**PROVIDED DATA:**
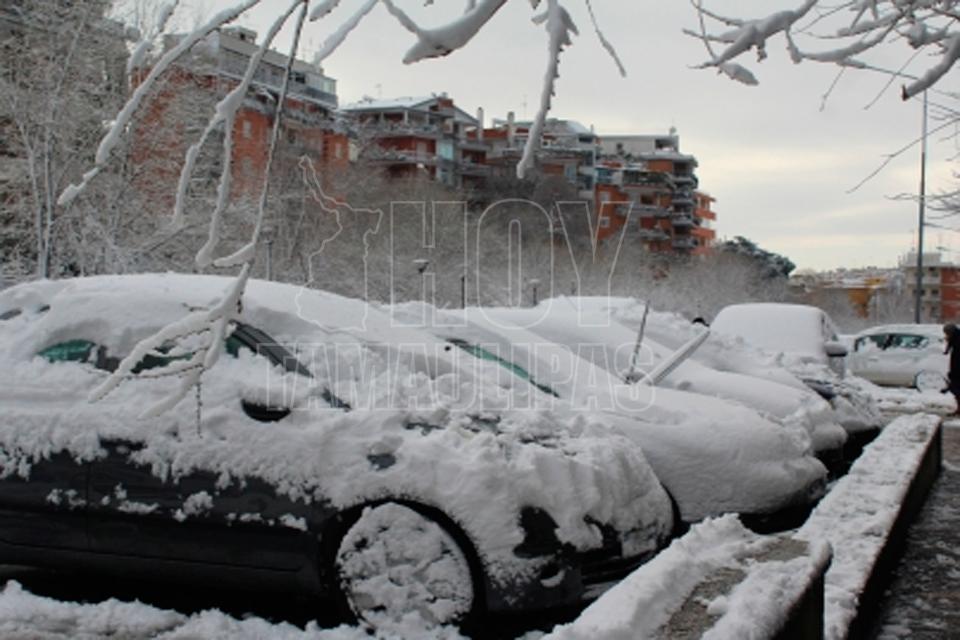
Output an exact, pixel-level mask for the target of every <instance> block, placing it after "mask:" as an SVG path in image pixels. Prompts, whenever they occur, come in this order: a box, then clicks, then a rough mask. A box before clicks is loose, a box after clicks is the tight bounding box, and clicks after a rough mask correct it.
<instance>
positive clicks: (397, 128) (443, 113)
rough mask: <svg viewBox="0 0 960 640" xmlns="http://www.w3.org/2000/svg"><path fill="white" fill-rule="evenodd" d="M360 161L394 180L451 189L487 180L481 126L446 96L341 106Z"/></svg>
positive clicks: (371, 99)
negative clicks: (438, 185) (405, 180)
mask: <svg viewBox="0 0 960 640" xmlns="http://www.w3.org/2000/svg"><path fill="white" fill-rule="evenodd" d="M342 112H343V113H344V114H345V115H347V116H348V117H349V119H350V121H351V126H352V128H353V130H354V133H355V135H356V137H357V139H358V142H359V145H360V149H359V157H360V159H361V160H364V161H367V162H369V163H371V164H372V165H373V166H378V167H380V168H382V169H383V170H384V172H385V173H386V175H388V176H389V177H392V178H412V177H417V176H423V177H425V178H428V179H431V180H436V181H437V182H441V183H443V184H445V185H448V186H450V187H454V188H470V187H473V186H478V185H480V184H482V182H483V180H484V179H485V178H486V177H487V176H488V175H489V168H488V167H487V164H486V161H487V151H488V148H487V146H486V145H485V144H484V142H483V140H482V136H480V139H478V136H477V131H478V130H479V128H480V127H481V126H482V125H481V122H480V119H479V118H474V117H473V116H471V115H470V114H468V113H466V112H465V111H463V110H462V109H460V108H458V107H457V106H456V105H455V104H454V102H453V99H452V98H450V97H449V96H447V95H446V94H445V93H441V94H439V95H433V96H428V97H405V98H393V99H387V100H374V99H372V98H368V99H365V100H361V101H360V102H355V103H353V104H348V105H344V107H343V108H342Z"/></svg>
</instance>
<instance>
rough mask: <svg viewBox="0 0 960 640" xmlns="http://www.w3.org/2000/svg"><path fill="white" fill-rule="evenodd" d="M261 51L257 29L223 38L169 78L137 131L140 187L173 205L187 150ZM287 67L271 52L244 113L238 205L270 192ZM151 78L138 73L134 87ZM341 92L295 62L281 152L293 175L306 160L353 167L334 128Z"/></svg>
mask: <svg viewBox="0 0 960 640" xmlns="http://www.w3.org/2000/svg"><path fill="white" fill-rule="evenodd" d="M183 37H185V36H183V35H171V36H167V37H166V39H165V41H164V46H165V48H167V49H169V48H171V47H173V46H176V44H177V43H179V42H180V41H181V40H182V38H183ZM259 48H260V45H258V44H257V34H256V32H254V31H251V30H250V29H245V28H242V27H230V28H224V29H221V30H219V31H216V32H214V33H212V34H210V35H209V36H208V37H207V38H206V39H205V40H204V41H203V42H201V43H200V44H198V45H196V46H195V47H194V48H193V49H192V50H191V54H190V55H189V56H188V57H186V58H185V59H183V60H182V61H180V62H179V63H178V64H177V65H175V66H174V68H173V69H171V70H170V71H169V72H168V74H167V76H166V80H165V83H164V84H162V85H161V87H160V89H159V91H158V92H157V93H156V94H155V95H154V96H152V98H151V99H150V100H149V101H148V102H147V104H146V105H145V110H146V116H145V117H144V120H143V121H142V122H141V123H140V126H138V127H137V128H136V130H135V136H136V137H137V141H136V144H135V145H134V147H133V151H132V161H133V164H134V165H135V166H139V167H149V170H148V171H147V172H146V173H147V176H146V177H145V179H144V180H143V181H142V182H141V186H142V187H143V188H144V189H147V190H150V191H153V192H155V194H156V196H157V198H158V199H159V200H160V201H161V202H162V203H163V204H164V206H168V205H169V204H170V201H171V200H172V197H173V196H172V194H173V193H174V192H175V189H172V188H171V185H172V184H176V181H177V180H178V179H179V170H180V167H181V165H182V161H183V157H184V153H185V151H186V149H187V147H188V146H189V145H190V144H192V143H193V142H194V140H195V137H196V136H198V135H199V133H200V131H201V130H202V124H203V123H205V122H206V120H207V119H209V118H210V117H211V115H212V113H213V112H212V107H213V105H214V104H215V103H216V102H217V101H219V100H220V99H221V98H223V97H224V96H225V95H226V94H227V93H228V92H229V91H231V90H232V89H234V88H235V87H236V86H237V85H238V84H239V82H240V81H241V79H242V78H243V76H244V74H245V73H246V70H247V65H248V64H249V62H250V59H251V57H252V56H253V55H254V54H255V53H256V52H257V51H258V50H259ZM288 61H289V58H288V56H286V55H284V54H282V53H279V52H277V51H272V50H271V51H268V52H266V54H265V55H264V57H263V60H262V61H261V63H260V65H259V67H258V68H257V70H256V72H255V74H254V77H253V82H252V84H251V87H250V91H249V92H248V94H247V96H246V97H245V98H244V101H243V104H242V106H241V107H240V109H239V110H238V112H237V115H236V119H235V121H234V126H233V157H232V158H231V166H232V179H233V184H232V190H233V196H234V197H243V196H252V195H254V194H256V193H258V192H259V190H260V188H261V186H262V185H263V180H264V172H265V170H266V162H267V155H268V154H267V150H268V148H269V144H270V135H271V132H272V129H273V125H274V119H275V117H276V112H277V103H278V101H279V94H280V90H281V87H282V84H283V77H284V74H285V71H286V67H287V63H288ZM145 73H146V70H143V71H140V72H139V73H136V75H135V77H134V78H133V79H132V80H133V82H134V84H136V83H137V82H139V81H140V79H141V78H142V77H144V75H145ZM336 92H337V85H336V80H334V79H332V78H329V77H327V76H326V75H325V74H324V73H323V69H322V68H320V67H318V66H316V65H313V64H310V63H308V62H305V61H303V60H294V61H293V66H292V69H291V77H290V83H289V87H288V92H287V97H286V101H285V103H284V105H283V120H282V134H281V138H280V144H279V145H278V151H279V152H280V156H281V160H280V161H281V163H283V162H286V164H287V169H289V168H290V167H291V166H292V165H293V163H294V162H295V161H296V159H297V158H299V157H300V156H302V155H307V156H309V157H311V158H313V159H314V160H315V161H317V162H318V164H321V163H322V164H326V165H333V166H336V165H343V166H345V165H346V164H347V163H348V162H349V142H348V139H347V136H346V133H345V132H343V131H342V130H340V129H339V128H338V127H337V126H336V124H335V121H334V114H335V111H336V109H337V93H336ZM219 135H222V132H219ZM211 146H217V145H211ZM215 161H216V158H214V162H215Z"/></svg>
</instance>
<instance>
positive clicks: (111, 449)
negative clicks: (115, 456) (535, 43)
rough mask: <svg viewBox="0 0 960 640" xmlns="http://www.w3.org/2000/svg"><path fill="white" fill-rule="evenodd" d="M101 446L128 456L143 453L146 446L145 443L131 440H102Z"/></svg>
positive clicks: (105, 448)
mask: <svg viewBox="0 0 960 640" xmlns="http://www.w3.org/2000/svg"><path fill="white" fill-rule="evenodd" d="M100 446H102V447H103V448H105V449H108V450H110V451H115V452H116V453H119V454H120V455H123V456H126V455H130V454H131V453H135V452H137V451H141V450H142V449H143V447H144V446H145V444H144V443H143V442H130V441H129V440H101V441H100Z"/></svg>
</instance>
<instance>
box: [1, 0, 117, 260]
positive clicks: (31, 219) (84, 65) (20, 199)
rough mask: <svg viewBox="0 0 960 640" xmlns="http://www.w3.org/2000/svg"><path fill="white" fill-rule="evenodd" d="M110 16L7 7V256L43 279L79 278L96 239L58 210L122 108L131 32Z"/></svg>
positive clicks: (5, 29) (74, 211)
mask: <svg viewBox="0 0 960 640" xmlns="http://www.w3.org/2000/svg"><path fill="white" fill-rule="evenodd" d="M108 9H109V3H108V2H105V1H104V0H83V1H77V2H64V1H60V0H48V1H46V2H25V1H14V2H5V3H3V5H2V7H0V145H2V156H3V158H2V168H0V203H2V207H0V210H2V212H3V214H2V215H3V220H2V222H3V227H2V232H0V233H2V236H0V252H2V254H3V262H4V263H6V264H9V263H13V262H18V261H19V262H22V263H27V262H30V263H32V265H33V268H32V269H31V271H33V272H34V273H36V274H38V275H40V276H47V275H50V274H53V275H56V274H57V273H59V272H61V271H62V270H67V271H77V270H79V265H78V264H77V260H76V250H77V248H78V246H79V245H81V244H83V242H84V240H83V235H84V234H85V233H92V234H96V233H97V229H96V225H91V224H87V222H89V221H86V220H84V219H83V215H82V214H81V213H80V212H79V211H78V209H77V208H75V207H62V208H61V207H58V206H57V204H56V201H57V197H58V196H59V193H60V191H61V190H62V189H64V188H65V187H66V186H67V185H68V184H69V183H70V181H71V180H76V179H77V178H78V177H79V176H80V173H81V172H82V170H83V169H84V165H85V164H87V163H89V162H91V161H92V159H93V157H92V150H93V148H94V146H95V144H96V141H97V140H98V139H99V138H100V137H101V136H102V135H103V123H104V122H108V121H109V120H110V119H112V118H113V116H114V114H115V113H116V111H117V109H118V108H119V107H120V106H121V105H122V100H123V94H124V93H125V90H126V86H125V78H124V73H123V64H124V60H125V58H126V46H125V41H124V31H123V28H122V27H121V26H120V25H119V24H118V23H116V22H112V21H109V20H107V19H106V14H107V11H108ZM103 187H105V185H101V189H99V190H98V193H97V194H95V197H101V196H103V194H104V193H105V190H104V188H103Z"/></svg>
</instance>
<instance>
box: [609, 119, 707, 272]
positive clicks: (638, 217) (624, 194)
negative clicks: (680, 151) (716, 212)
mask: <svg viewBox="0 0 960 640" xmlns="http://www.w3.org/2000/svg"><path fill="white" fill-rule="evenodd" d="M601 144H602V147H603V159H602V160H600V161H599V162H598V163H597V166H596V180H597V185H596V200H595V207H596V209H595V210H596V212H597V229H598V235H599V237H600V239H604V238H608V237H610V236H612V235H614V234H616V233H620V232H621V231H622V229H623V227H624V225H627V226H628V228H627V232H628V233H631V234H635V237H637V238H638V239H639V240H640V241H641V242H643V243H644V245H645V246H646V247H647V248H648V249H650V250H651V251H654V252H658V253H680V254H689V255H700V254H704V253H707V252H709V251H710V250H711V247H712V246H713V244H714V241H715V240H716V231H714V229H713V224H714V223H715V221H716V219H717V215H716V213H715V212H714V210H713V203H714V202H715V199H714V198H713V197H711V196H710V195H708V194H706V193H704V192H703V191H699V190H698V187H699V180H698V179H697V176H696V173H695V170H696V167H697V160H696V158H694V157H693V156H690V155H685V154H682V153H680V151H679V138H678V137H677V136H676V134H675V133H674V132H671V133H670V135H667V136H611V137H604V138H602V139H601Z"/></svg>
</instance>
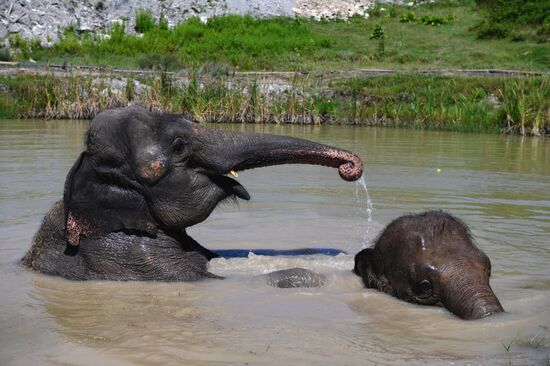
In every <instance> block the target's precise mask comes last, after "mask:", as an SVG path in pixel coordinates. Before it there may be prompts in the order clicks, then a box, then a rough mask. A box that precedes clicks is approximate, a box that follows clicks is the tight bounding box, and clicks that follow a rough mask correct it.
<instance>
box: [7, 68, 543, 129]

**WORK REQUEST:** An exact copy is needed of the lines from the start of the listing through the line with "positive clicks: (397, 128) (443, 113)", both end lines included and pictures excluded.

**RESPONSE:**
Output an exact, pixel-level mask for the target of every <instance> block, placing it after "mask:" as an SVG path in image pixels. Prompts, whenever they occur, come in this order: a box, then clicks, then a rough mask. A box before clicks is loose, a box after clicks is the tight bounding box, and clicks after a rough mask correct it.
<instance>
positive clicks: (397, 128) (443, 113)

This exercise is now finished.